> [EXERCISE DIRECTIONS] Every record needs to come back as written, except for the pictures.

> [PROVIDED DATA]
_ _ _ _ _

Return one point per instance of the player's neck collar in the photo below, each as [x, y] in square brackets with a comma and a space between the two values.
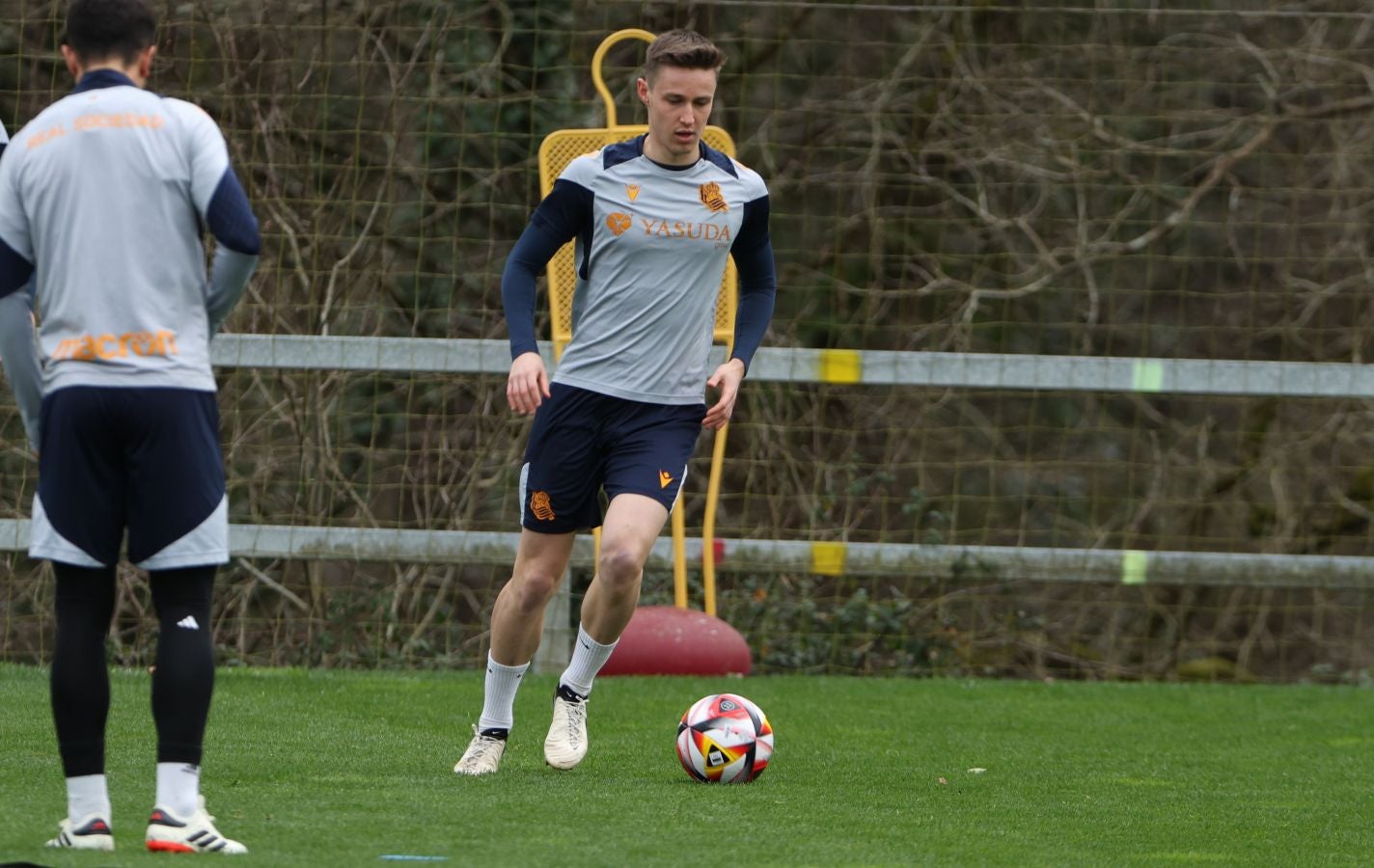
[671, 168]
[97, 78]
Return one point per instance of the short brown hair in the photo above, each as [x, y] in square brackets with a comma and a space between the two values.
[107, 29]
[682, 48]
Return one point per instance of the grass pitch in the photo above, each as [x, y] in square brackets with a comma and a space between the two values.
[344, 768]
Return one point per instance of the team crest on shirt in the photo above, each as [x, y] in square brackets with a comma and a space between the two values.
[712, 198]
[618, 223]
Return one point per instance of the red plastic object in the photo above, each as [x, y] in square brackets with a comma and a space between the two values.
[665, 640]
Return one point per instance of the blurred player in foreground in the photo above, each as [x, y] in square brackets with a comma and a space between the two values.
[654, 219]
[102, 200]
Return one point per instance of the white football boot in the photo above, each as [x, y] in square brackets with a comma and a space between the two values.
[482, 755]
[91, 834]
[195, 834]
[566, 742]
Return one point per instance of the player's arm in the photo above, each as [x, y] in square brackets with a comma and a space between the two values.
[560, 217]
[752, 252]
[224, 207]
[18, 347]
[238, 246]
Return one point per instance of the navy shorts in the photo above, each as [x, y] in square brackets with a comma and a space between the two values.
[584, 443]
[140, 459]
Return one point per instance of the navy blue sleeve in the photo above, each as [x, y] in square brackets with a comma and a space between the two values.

_ _ _ _ _

> [RESPONSE]
Return one point per instance of the player's neck collar in the photo below, each as [x, y] in square brackets with a comma and a space between the two values.
[671, 168]
[97, 78]
Return one point per instance of the short brown hair in the photo above, each as [x, y] in square brackets with a comma and a space between the two values.
[107, 29]
[682, 48]
Return one point per instance of the grass pitch in the photo above, each as [x, y] in square brackets with a comma and a space between the two values.
[344, 768]
Return one point per instance of the team crest on shirt in the photo above, each as [x, y] in square brackets with a comma and a space between the two values.
[712, 198]
[618, 223]
Return one point per instance of the red plastic object in the photo above, each as [x, y] in square brackets with a comma and a space between the two values.
[665, 640]
Return one point per instance of the blurred player in foreground in the photo above, each as [x, y] in square brackets with a comma and a space between the two values.
[654, 219]
[102, 200]
Return one point per instance of the white football boot in the photo above, each as [x, y] in square brackets with a comma and a space between the two values.
[482, 755]
[91, 834]
[195, 834]
[566, 742]
Return one point per instance of the player's arm in the photo above, each as [x, y] in square brackets with a comma and a space between the two values.
[560, 217]
[752, 252]
[224, 207]
[18, 347]
[238, 246]
Return one point per instance of the navy shorts in the photo above, each as [x, y] in square brackets with a comma and a space between the two values.
[584, 443]
[140, 459]
Return one point per instance of the navy blue sleeve in the photo above, each as [x, y] in square brackets with a comma and a space between the two values.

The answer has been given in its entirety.